§ **REQUIREMENT 1**
Return the lines of the listing below exactly as they appear, from the line with "Where can the leafy" up to and including the line with "Where can the plant".

§ **TEXT EXTRACT**
So far I see all these arguments as hinging on what the distribution of talent looks like, and what ideas are a function of; if coming up with ideas is just a matter of time then the more people the better; conversely if that also depends on how good the individual scientist is then the benefits of having more heads can be offset with a higher chance of a breakthrough per individual. It also depends on what are we interested in maximizing. Is it just papers published? If we think that it is only a small part of the science that matters, and that such science can require more resources then even when on paper it is in the decreasing marginal returns part of the curve, funding that is still the right thing to do.

Most of the papers studying the correlation between funding levels and outputs (publications, patents, citations) find either constant or decreasing marginal returns, but these results seem to be heterogeneous as to where the cutoff for the onset of those decreasing returns would be. The authors also note something that to me make drawing conclusions not at all straightforward and that I mentioned earlier:

However, reducing the issue of funding size to a simple question of evidence for or against concentration would be to oversimplify a complex and multifaceted problem. The “proper” balance between concentration and dispersal of research funding may be more accurately described as a matter of degree: Both too small and too large grant sizes appear to be inefficient in both economic and epistemic terms. Notwithstanding, the available research suggest that the funding levels needed to achieve a “critical mass” may not necessarily be very high. Hence, a key question concerns where the “sweet spot” (or preferred region) in the balance between concentration and dispersal is to be found (Page, 2014). Given the presumed benefits of funding dispersal with respect to diversity, there is an urgent need for more thorough and systematic examinations of how much diversity and which forms of diversity that could accommodate a more robust, innovative, and forward-moving scientific system (Page, 2014). The optimal balances are, however, likely to be dependent on both field-specific characteristics and factors related to the overall configuration of national funding systems.

So whereas I have no problem in agreeing with the authors on something like "All else equal funding should be dispersed", the problem lies in that all else equal.

As a thought experiment, Vaesen & Katzav (2017) have the actual numbers that would result from funding everyone equally in the Us, the UK, and the Netherlands. I focus here in the US case. The calculation is based on total federal R&D funding in the US to universities from NIH, DoE, DoD, NASA, USDA or NSF (36.68 bn$), and the total number of faculty employed at universities (317k) plus 200k PhD students and 62k postdocs. Given this they estimate that each faculty member that's doing research would get 599k$ for a five year period, plus another $418k to pay for hiring and materials. This would be equivalent as giving everyone 2-4 NIH R01s.

We can redo the calculation for NIH alone; NIH spends 29bn$ per year on 55k grants; from the Lauer 2017 dataset above there may be 30k PIs funded per year (Coherent with this). So we get roughly 1M$ per PI per year? This is substantially more than the 599+418 that Vaesen & Katzav mentions above, as that is for 5 years. This may be due to them including literally everyone that is employed by a university in the US doing research of any kind (317k) and my PI calculation is including just PIs (30k) that did get funded in a given year. We could still get to 500k per year and still double the number of PIs NIH Is funding.

§ **AVAILABLE RECORDS**
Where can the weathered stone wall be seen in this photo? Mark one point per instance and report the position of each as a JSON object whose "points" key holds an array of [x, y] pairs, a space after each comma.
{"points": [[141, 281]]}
==
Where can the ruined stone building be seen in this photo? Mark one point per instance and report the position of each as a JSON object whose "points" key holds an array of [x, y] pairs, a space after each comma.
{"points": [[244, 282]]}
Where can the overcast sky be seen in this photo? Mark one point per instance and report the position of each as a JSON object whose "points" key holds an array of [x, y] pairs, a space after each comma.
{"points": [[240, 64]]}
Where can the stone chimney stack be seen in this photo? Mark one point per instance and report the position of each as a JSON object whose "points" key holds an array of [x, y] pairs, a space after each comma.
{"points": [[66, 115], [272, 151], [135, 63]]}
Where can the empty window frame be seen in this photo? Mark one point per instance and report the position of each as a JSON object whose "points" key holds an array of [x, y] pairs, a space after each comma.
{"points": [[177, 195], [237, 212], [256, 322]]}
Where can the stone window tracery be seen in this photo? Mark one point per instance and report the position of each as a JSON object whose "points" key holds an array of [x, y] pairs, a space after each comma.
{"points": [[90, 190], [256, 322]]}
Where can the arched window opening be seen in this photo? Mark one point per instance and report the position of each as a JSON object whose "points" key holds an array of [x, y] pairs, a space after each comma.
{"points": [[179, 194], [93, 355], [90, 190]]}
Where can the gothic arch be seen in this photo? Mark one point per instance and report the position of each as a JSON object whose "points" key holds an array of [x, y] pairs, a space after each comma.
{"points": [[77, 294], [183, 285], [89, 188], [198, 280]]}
...
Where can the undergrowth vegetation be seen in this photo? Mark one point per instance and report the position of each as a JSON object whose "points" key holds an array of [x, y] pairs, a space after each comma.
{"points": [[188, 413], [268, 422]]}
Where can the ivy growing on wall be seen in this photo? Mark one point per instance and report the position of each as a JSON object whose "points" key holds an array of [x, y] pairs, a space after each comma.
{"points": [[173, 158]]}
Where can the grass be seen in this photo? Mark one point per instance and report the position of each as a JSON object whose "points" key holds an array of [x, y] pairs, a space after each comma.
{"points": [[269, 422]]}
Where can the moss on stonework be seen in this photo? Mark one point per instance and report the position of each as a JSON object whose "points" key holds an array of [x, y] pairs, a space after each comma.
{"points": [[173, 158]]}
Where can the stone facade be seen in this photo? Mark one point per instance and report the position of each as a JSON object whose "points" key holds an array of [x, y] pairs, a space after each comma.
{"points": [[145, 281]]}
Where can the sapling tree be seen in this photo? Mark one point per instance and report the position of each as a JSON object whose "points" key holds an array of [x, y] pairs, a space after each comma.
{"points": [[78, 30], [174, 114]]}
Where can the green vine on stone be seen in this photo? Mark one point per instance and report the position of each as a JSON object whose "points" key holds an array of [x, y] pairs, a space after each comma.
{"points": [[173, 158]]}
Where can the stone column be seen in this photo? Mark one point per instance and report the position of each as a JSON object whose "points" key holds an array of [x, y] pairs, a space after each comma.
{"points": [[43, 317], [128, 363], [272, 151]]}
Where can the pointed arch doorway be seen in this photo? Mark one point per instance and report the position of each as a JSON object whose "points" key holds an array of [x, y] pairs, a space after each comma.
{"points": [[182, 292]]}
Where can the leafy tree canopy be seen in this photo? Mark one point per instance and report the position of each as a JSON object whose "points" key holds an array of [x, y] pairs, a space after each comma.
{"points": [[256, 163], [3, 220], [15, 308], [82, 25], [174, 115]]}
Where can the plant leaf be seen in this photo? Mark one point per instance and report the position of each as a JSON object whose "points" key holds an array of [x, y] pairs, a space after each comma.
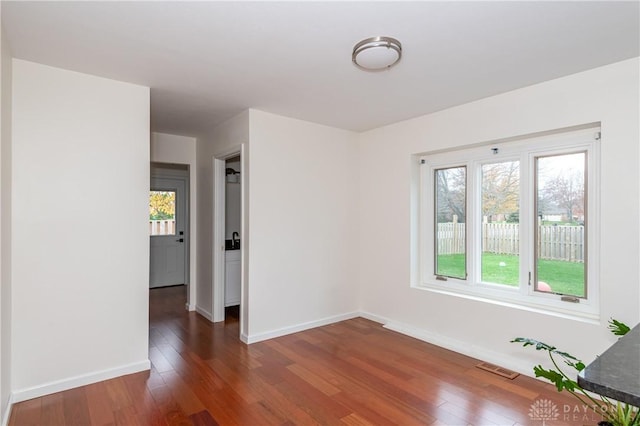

§ **REQUIREMENT 2**
In the text on research funding, how many postdocs does the Vaesen & Katzav calculation for the US include?

§ **EXERCISE OUTPUT 1**
Where can the leafy tree canopy be seen in this photo? Mark one point per instance and report the position of each as a JSON object whose "points" key holds an array of [x, y] pairs, a space after each comma.
{"points": [[256, 163], [3, 220], [15, 308], [82, 25], [174, 115]]}
Where can the plant leaf be seen in this photo? Mark one point per instance and report the position of each as a JSON object whose "points" key holds an array of [x, y] pairs, a space after each comma.

§ **EXERCISE OUTPUT 2**
62k postdocs.